REQUIREMENT: Copy these lines word for word, without changing anything.

------ INFORMATION GIVEN

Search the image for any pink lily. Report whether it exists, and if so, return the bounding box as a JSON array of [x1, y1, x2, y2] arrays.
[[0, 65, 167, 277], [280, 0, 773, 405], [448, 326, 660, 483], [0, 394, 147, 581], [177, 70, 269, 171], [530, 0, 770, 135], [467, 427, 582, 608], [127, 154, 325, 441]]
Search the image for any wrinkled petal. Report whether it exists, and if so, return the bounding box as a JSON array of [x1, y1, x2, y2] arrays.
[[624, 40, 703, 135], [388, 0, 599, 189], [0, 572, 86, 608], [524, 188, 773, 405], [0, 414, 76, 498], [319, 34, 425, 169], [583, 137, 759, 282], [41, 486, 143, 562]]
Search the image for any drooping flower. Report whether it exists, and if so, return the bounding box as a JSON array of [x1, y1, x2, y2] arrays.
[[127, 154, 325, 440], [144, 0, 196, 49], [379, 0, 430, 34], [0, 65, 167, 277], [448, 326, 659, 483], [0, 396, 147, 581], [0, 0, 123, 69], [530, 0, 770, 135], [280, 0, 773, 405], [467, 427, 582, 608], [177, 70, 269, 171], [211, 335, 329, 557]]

------------

SOLUTION TO THIS TASK:
Search the image for any pink lily. Report whether it exists, and if so, return the bounding box as a JSON array of [x1, y1, x2, y2] arrays.
[[0, 65, 167, 277], [280, 0, 773, 405], [448, 326, 660, 483], [0, 394, 147, 581], [177, 70, 269, 171], [530, 0, 770, 135], [467, 427, 582, 608], [127, 154, 325, 441]]
Search the image for any wrinkled petal. Report whether it exists, and if so, return the bounding box as a JSON array of [x1, y1, x2, y2] arrays.
[[624, 40, 703, 135], [388, 0, 599, 189], [0, 572, 86, 608], [524, 188, 773, 405], [0, 414, 76, 498], [319, 34, 425, 169], [583, 137, 759, 282], [41, 486, 143, 562]]
Search the image for any drooping flower. Report whether it exists, and if so, return the bounding box as a JSON array of [x1, y1, x2, y2] arrays.
[[127, 154, 325, 440], [144, 0, 196, 49], [379, 0, 430, 34], [0, 65, 167, 277], [448, 326, 659, 483], [0, 396, 147, 581], [0, 0, 123, 69], [530, 0, 770, 135], [280, 0, 773, 405], [467, 427, 582, 608], [177, 70, 269, 171], [211, 335, 329, 557]]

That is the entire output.